#### Required work:
All records below must be retyped exactly.

#### Provided records:
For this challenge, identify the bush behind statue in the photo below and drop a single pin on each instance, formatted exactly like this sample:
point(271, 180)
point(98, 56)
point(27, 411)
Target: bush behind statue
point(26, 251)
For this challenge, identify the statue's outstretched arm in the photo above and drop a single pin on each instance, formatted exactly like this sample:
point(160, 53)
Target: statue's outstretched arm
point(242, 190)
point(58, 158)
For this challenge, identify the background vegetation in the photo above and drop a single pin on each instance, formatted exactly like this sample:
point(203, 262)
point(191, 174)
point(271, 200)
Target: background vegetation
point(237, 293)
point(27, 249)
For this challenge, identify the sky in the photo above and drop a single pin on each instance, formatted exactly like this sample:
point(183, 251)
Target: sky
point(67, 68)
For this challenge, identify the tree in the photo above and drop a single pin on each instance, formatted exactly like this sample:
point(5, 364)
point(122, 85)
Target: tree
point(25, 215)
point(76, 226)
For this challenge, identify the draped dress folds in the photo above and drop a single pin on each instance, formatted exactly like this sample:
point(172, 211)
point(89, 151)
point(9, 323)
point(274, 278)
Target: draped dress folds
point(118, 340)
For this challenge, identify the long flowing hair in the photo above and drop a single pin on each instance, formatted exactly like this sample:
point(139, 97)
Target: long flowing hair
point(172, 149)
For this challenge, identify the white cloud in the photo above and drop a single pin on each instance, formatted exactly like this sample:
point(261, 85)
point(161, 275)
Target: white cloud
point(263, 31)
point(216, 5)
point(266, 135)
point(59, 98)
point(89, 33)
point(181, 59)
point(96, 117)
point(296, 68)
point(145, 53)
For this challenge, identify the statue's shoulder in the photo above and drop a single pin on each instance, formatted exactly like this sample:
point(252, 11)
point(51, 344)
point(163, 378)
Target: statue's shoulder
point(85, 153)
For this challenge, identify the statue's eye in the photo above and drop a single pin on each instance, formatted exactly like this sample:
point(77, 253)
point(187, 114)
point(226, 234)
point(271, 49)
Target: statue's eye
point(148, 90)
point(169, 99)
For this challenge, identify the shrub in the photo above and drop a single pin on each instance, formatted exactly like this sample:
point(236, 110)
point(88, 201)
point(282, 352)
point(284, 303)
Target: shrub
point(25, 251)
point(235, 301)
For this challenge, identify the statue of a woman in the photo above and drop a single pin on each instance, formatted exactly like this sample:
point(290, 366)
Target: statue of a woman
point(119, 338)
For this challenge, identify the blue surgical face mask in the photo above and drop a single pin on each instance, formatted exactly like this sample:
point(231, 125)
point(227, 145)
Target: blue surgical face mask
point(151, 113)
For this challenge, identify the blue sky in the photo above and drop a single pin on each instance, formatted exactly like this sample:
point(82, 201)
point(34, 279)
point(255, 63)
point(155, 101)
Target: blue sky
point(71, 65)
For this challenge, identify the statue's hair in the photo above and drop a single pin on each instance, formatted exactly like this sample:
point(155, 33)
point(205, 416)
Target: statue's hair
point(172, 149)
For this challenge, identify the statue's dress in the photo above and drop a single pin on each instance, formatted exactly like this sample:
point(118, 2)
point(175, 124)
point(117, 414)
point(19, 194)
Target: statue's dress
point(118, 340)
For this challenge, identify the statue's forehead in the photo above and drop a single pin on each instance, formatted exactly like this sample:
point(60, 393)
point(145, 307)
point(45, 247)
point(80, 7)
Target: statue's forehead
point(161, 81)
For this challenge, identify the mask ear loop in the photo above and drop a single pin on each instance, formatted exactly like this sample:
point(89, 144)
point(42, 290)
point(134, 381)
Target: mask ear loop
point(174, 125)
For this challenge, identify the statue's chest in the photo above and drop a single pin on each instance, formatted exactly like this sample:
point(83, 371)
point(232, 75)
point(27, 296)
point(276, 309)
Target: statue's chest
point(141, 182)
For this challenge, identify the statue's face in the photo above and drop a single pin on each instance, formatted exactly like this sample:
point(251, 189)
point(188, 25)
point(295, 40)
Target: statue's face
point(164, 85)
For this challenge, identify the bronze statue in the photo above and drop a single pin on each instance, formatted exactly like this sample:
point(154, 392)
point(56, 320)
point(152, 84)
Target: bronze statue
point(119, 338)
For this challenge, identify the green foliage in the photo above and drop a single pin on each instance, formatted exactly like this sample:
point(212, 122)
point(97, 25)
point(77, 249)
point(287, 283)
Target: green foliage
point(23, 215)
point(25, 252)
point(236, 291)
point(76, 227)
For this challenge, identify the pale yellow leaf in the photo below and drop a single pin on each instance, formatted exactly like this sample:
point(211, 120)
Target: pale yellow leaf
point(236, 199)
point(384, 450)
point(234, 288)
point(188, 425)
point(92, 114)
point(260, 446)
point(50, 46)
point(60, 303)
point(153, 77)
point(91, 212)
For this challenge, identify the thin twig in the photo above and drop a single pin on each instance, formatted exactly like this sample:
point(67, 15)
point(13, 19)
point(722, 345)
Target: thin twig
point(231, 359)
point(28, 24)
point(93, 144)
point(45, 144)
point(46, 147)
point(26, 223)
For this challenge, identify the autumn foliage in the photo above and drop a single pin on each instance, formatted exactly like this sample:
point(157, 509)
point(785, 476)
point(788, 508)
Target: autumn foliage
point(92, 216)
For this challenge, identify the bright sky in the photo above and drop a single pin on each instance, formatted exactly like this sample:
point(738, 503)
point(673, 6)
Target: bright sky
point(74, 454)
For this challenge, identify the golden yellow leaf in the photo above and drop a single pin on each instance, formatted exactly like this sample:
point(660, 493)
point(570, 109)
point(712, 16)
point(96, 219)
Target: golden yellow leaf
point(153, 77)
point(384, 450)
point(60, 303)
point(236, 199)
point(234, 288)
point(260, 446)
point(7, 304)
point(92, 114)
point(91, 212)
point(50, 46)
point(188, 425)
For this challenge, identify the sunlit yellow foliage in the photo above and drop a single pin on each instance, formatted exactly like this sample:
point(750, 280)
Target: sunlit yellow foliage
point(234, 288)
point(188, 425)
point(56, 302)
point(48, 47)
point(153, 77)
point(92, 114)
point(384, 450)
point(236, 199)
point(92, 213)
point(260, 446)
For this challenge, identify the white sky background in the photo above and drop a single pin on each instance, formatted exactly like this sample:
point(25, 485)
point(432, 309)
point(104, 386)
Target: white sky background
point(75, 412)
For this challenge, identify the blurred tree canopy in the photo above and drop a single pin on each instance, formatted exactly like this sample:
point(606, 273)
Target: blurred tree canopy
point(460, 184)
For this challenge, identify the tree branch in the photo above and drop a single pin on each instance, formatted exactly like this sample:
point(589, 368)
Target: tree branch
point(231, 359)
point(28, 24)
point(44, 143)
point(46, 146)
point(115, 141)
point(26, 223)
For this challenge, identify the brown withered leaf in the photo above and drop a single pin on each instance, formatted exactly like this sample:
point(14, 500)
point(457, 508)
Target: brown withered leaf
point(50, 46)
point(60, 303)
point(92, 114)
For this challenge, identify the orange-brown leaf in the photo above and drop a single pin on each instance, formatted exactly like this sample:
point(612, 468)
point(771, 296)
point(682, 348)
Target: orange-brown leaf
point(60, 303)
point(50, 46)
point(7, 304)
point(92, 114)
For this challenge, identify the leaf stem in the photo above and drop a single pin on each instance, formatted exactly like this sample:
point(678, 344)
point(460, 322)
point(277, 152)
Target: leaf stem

#### Answer:
For this challenge, identify the bush behind statue in the photo below and drop a single pin on each instance, formatted exactly like this sample:
point(271, 180)
point(98, 56)
point(27, 411)
Target: bush behind statue
point(26, 251)
For this challenge, identify the statue's outstretched arm in the photo above and drop a single pin on each instance, formatted exactly like this sample:
point(160, 53)
Target: statue's outstretched arm
point(242, 190)
point(58, 158)
For this challenge, identify the background vegetation in the photo above and drop a single pin on each instance, formatted exactly like this sample:
point(203, 262)
point(191, 174)
point(271, 200)
Target: background vegetation
point(237, 293)
point(27, 249)
For this challenge, identify the sky in the photo above and drop a single pin on each instance, formatted exactly like this sample:
point(183, 251)
Target: sky
point(67, 68)
For this challenge, identify the tree in the photo above and drop a single pin on each instance, formatted exactly like this sample:
point(5, 364)
point(122, 85)
Target: tree
point(25, 215)
point(76, 226)
For this challenge, identify the draped dress folds in the photo above and drop a single pin on each instance, formatted exactly like this sample:
point(172, 211)
point(89, 151)
point(9, 323)
point(274, 278)
Target: draped dress folds
point(118, 340)
For this challenge, identify the long flowing hair in the photo above and drop a single pin on each instance, formatted exactly like this sample:
point(139, 97)
Target: long flowing hair
point(172, 149)
For this challenge, identify the white cloud in the photo above and drop a single pin on each instance, formatted exactly like this sample:
point(261, 85)
point(161, 275)
Target: white cloud
point(263, 31)
point(216, 5)
point(266, 135)
point(59, 98)
point(89, 33)
point(181, 59)
point(96, 117)
point(296, 68)
point(145, 53)
For this challenge, identify the statue's shoulder in the photo above and drop a single pin on each instance, formatted exactly like this sample:
point(252, 11)
point(51, 344)
point(163, 378)
Target: statue's shoulder
point(85, 153)
For this challenge, identify the statue's eye in the photo above and drop a single pin on each instance, formatted exactly like this sample:
point(77, 253)
point(187, 114)
point(226, 234)
point(271, 49)
Target: statue's eye
point(148, 90)
point(169, 99)
For this challenge, identify the shrub in the photo above and drop a single pin on each instance, formatted exactly like this sample:
point(236, 110)
point(88, 201)
point(282, 352)
point(284, 303)
Target: shrub
point(25, 251)
point(235, 301)
For this challenge, identify the statue of a woman in the photo above and drop a single pin on each instance, formatted exactly like this sample:
point(290, 366)
Target: statue of a woman
point(119, 338)
For this challenge, identify the blue surgical face mask in the photo above and drop a single pin on each instance, formatted exactly like this sample:
point(231, 125)
point(227, 145)
Target: blue surgical face mask
point(151, 113)
For this challenge, identify the blue sky in the photo above and drop a single pin on each instance, formatted exactly like this sample:
point(82, 201)
point(34, 279)
point(255, 63)
point(155, 101)
Target: blue sky
point(71, 65)
For this challenge, identify the statue's hair in the photo above and drop a single pin on each instance, formatted exactly like this sample:
point(155, 33)
point(205, 416)
Target: statue's hair
point(172, 149)
For this challenge, identify the statue's dress in the photo above and drop a single pin on each instance, formatted exactly like this sample:
point(118, 2)
point(175, 124)
point(117, 414)
point(19, 194)
Target: statue's dress
point(118, 340)
For this challenge, identify the statue's forehead in the photo above and drop a single pin on each instance, formatted exactly like this sample:
point(60, 393)
point(145, 307)
point(45, 247)
point(80, 7)
Target: statue's forehead
point(161, 81)
For this challenge, identify the mask ear loop in the photo above and drop a single pin on each instance, formatted exactly like this sample:
point(89, 144)
point(42, 290)
point(134, 381)
Target: mask ear loop
point(174, 125)
For this challenge, identify the statue's chest in the photo above and drop a single pin on each instance, formatted exactly like this sample:
point(83, 371)
point(232, 75)
point(27, 296)
point(276, 309)
Target: statue's chest
point(141, 182)
For this challenge, identify the statue's face in the photo above and drop a single pin on each instance, formatted exactly like this sample:
point(251, 189)
point(188, 25)
point(295, 40)
Target: statue's face
point(164, 85)
For this challenge, identify the bronze statue in the photo above and drop a single pin on each instance, formatted exactly like this sample:
point(154, 392)
point(56, 320)
point(152, 84)
Target: bronze statue
point(119, 338)
For this challenge, identify the green foliage in the photo above and drop a single pin on each instance, formatted exactly like this sample:
point(212, 122)
point(97, 25)
point(77, 249)
point(287, 283)
Target: green foliage
point(23, 215)
point(25, 252)
point(236, 291)
point(76, 227)
For this challenge, identify the pale yellow leaf in the photo below and drop a single pin on each instance, formatted exactly like this sample:
point(211, 120)
Target: pale yellow leaf
point(236, 199)
point(384, 450)
point(234, 288)
point(188, 425)
point(92, 114)
point(260, 446)
point(50, 46)
point(60, 303)
point(153, 77)
point(91, 212)
For this challenge, identify the thin twig in the photo above and drop a single pin on each instance, formatted exactly like this sample:
point(67, 15)
point(13, 19)
point(722, 345)
Target: thin twig
point(231, 359)
point(28, 24)
point(93, 144)
point(45, 144)
point(46, 147)
point(26, 223)
For this challenge, identify the autumn foliage in the photo above and drop a single pin on each instance, formatted exactly like this sample:
point(157, 509)
point(785, 476)
point(788, 508)
Target: autumn foliage
point(92, 216)
For this challenge, identify the bright sky in the photo above and drop a single pin on each instance, formatted exactly like this sample:
point(738, 503)
point(673, 6)
Target: bright sky
point(74, 454)
For this challenge, identify the golden yellow leaf in the photo above and drop a single pin on each instance, formatted exactly like this sample:
point(660, 493)
point(570, 109)
point(712, 16)
point(96, 219)
Target: golden yellow leaf
point(153, 77)
point(384, 450)
point(60, 303)
point(236, 199)
point(234, 288)
point(260, 446)
point(7, 304)
point(92, 114)
point(91, 212)
point(50, 46)
point(188, 425)
For this challenge, identify the sunlit yellow foliage in the photo above and drop a single pin on each instance, formatted exactly like this sample:
point(750, 280)
Target: sunlit yellow foliage
point(234, 288)
point(188, 425)
point(56, 302)
point(48, 47)
point(153, 77)
point(92, 114)
point(384, 450)
point(236, 199)
point(92, 213)
point(260, 446)
For this challenge, identify the white sky background in the photo above and drop a single pin on each instance, formatted exactly like this sample:
point(25, 485)
point(432, 309)
point(104, 386)
Target: white sky background
point(75, 412)
For this challenge, identify the blurred tree canopy in the photo above and drop a single pin on each instance, formatted exactly like this sample:
point(606, 273)
Target: blurred tree canopy
point(460, 184)
For this challenge, identify the tree branch in the photo above and drop a single pin on each instance, formatted exactly like this sample:
point(589, 368)
Target: tree branch
point(231, 359)
point(28, 24)
point(44, 143)
point(46, 146)
point(115, 141)
point(26, 223)
For this challenge, identify the brown withered leaf in the photo above and drop a single pin on each instance, formatted exactly like this sample:
point(14, 500)
point(457, 508)
Target: brown withered leaf
point(50, 46)
point(60, 303)
point(92, 114)
For this challenge, identify the orange-brown leaf in the photo above and drop a single pin on each instance, formatted exactly like this sample:
point(612, 468)
point(771, 296)
point(682, 348)
Target: orange-brown leaf
point(60, 303)
point(50, 46)
point(7, 304)
point(92, 114)
For this challenge, identify the leaf stem in the photo above and drop a single pin on each instance, formatted exactly like this sample:
point(678, 344)
point(460, 322)
point(277, 152)
Target: leaf stem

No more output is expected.